CHALLENGE: Can you rescale the listing below from the line that contains "woman in teal" through the end, rewriting each of those lines, requests included, with every coordinate in the answers multiplied by 0.6 and rounded to a whole number, halves up?
* Begin RAW RECORDS *
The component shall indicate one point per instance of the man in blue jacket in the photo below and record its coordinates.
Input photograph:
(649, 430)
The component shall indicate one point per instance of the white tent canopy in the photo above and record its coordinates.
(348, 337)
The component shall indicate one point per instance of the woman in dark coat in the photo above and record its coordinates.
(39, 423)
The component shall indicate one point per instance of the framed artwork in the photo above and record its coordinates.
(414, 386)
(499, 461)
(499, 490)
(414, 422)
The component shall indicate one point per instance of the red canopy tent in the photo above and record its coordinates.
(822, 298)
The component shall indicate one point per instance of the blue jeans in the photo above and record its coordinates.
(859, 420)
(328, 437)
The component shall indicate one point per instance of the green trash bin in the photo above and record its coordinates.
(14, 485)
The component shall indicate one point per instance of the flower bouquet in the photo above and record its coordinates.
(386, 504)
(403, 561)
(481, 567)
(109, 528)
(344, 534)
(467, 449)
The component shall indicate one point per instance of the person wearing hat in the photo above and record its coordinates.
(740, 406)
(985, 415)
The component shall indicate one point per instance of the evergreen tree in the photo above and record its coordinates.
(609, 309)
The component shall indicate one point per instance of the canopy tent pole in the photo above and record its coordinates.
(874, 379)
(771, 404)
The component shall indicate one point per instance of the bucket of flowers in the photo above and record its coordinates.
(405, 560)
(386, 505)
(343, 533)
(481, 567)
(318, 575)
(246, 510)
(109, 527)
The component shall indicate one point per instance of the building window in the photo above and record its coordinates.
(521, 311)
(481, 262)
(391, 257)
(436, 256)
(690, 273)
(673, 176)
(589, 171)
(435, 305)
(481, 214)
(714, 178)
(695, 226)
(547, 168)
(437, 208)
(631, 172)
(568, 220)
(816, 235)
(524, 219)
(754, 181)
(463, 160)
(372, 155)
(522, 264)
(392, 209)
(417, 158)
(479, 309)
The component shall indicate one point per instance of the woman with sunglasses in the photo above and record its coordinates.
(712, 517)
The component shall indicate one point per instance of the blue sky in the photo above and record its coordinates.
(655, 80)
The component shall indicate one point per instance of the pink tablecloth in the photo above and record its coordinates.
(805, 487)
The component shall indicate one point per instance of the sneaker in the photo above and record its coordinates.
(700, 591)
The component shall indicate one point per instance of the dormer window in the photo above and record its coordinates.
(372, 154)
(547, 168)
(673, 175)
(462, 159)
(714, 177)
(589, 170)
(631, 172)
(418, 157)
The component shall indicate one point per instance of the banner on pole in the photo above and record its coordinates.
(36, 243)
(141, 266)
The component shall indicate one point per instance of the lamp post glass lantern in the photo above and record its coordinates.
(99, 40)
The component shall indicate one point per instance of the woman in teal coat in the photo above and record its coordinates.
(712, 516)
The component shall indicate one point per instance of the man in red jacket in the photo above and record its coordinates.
* End RAW RECORDS *
RESPONSE:
The component shall indicate one point per instance of the woman in teal coat in the photo above and record its coordinates.
(427, 310)
The component shall indicate one point per instance of the man in red jacket in the photo above and record its coordinates.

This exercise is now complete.